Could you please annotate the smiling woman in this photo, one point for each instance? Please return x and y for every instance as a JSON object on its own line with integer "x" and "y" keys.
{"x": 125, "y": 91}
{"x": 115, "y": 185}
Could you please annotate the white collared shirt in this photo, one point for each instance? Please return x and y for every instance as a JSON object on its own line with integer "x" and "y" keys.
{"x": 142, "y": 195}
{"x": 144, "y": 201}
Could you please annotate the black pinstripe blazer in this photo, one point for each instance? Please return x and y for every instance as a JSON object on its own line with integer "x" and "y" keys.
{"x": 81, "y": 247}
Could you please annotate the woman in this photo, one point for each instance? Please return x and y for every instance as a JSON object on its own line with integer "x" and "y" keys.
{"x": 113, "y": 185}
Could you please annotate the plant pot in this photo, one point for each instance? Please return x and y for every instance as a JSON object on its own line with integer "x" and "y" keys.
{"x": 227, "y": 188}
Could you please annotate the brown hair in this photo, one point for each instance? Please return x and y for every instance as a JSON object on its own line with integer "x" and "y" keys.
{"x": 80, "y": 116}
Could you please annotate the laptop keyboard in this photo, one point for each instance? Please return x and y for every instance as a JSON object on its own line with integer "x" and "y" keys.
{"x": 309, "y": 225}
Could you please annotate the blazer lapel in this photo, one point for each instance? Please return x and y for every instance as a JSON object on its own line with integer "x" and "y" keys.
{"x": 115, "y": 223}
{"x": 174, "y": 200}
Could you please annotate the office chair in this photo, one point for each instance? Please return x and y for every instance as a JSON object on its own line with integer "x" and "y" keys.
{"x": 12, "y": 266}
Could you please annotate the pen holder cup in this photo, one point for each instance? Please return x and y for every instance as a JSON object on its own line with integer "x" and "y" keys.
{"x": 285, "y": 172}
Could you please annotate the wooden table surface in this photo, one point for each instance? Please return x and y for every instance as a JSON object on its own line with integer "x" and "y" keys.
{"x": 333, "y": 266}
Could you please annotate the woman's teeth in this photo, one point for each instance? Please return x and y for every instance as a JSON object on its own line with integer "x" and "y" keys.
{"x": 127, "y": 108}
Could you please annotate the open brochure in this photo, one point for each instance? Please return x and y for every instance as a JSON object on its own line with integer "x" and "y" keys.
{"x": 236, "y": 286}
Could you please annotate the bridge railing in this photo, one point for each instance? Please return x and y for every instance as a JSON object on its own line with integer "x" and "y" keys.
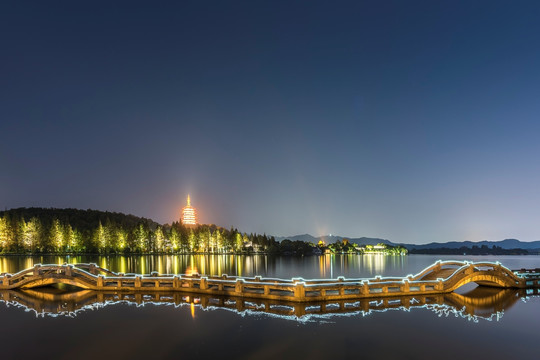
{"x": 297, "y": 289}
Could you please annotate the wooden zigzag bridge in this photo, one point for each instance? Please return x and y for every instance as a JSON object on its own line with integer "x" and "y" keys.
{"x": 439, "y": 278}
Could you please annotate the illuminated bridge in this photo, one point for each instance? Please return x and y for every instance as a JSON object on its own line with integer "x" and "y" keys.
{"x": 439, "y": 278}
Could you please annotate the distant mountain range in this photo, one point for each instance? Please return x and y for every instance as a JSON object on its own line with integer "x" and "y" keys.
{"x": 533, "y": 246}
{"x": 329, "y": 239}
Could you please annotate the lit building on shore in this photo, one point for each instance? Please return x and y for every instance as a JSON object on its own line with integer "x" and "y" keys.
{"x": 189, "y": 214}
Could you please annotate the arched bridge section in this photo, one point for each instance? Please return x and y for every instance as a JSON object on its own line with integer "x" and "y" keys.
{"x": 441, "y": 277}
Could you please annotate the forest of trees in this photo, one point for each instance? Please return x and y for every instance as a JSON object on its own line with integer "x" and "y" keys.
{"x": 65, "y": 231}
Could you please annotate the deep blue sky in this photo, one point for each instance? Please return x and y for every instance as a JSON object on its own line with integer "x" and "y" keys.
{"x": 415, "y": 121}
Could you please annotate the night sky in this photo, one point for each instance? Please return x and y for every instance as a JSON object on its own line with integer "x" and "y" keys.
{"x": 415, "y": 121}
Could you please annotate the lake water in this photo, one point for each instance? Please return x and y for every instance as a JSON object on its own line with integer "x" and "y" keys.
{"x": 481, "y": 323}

# # # # #

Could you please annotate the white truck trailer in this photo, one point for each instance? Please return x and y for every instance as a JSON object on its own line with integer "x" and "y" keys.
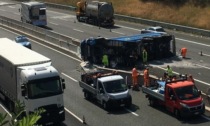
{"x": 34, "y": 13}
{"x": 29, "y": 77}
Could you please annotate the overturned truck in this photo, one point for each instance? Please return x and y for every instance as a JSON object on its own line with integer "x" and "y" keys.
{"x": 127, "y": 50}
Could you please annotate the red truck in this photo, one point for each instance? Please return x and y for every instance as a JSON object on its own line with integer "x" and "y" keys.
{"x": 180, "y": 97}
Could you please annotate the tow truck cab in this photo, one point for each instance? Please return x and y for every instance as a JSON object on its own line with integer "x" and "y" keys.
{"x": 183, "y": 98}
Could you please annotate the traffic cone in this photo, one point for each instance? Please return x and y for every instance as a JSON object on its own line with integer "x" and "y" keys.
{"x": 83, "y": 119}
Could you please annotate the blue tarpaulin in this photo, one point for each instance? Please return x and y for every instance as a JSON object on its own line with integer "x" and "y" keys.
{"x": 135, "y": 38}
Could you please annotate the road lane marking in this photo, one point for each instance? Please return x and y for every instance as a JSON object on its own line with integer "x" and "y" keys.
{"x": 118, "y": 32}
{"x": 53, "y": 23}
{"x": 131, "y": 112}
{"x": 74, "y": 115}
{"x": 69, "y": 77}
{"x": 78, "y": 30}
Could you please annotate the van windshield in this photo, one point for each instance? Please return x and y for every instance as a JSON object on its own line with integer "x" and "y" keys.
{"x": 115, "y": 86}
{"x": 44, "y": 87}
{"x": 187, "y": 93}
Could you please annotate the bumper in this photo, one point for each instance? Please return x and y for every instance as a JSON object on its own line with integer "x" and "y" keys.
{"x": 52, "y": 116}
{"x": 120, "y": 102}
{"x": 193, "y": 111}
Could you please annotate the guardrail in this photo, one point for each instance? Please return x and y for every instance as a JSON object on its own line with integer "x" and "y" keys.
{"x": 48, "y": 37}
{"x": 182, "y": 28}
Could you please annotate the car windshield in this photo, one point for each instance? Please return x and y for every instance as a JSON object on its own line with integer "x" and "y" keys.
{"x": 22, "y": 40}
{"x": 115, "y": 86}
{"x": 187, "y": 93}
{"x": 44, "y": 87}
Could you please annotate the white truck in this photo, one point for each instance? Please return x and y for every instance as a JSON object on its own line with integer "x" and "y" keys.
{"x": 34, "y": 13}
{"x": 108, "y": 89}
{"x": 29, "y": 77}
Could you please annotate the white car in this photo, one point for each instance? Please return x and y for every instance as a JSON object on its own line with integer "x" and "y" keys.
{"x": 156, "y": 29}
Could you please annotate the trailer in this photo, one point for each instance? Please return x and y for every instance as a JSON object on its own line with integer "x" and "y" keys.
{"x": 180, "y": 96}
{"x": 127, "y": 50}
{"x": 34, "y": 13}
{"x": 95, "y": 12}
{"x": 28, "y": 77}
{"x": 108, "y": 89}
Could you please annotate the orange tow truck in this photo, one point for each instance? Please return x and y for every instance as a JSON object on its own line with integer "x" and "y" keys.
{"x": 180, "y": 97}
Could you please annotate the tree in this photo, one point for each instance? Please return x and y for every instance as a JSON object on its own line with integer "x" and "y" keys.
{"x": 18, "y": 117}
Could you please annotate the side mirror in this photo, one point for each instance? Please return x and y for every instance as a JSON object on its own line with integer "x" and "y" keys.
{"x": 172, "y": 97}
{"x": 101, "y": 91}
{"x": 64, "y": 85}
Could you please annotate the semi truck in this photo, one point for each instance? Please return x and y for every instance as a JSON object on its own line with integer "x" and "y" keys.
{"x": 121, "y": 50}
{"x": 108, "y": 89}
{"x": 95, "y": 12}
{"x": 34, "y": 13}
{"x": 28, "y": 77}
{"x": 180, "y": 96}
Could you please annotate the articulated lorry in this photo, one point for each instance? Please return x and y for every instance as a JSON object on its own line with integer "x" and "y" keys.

# # # # #

TASK DIRECTIONS –
Identify every line in the entries above that contains the word "wooden" and copy each of those lines. Case counts.

EXERCISE SOLUTION –
Could you please annotate the wooden table surface in this photo, one point for each instance? Please return x and y for every instance as a JSON object on its own line with integer "x" and "y" keys.
Could you please annotate the wooden zigzag bridge in this photo, one point for each instance? Please return x and y for every instance as a JSON object on its own line with integer "x" and "y" keys.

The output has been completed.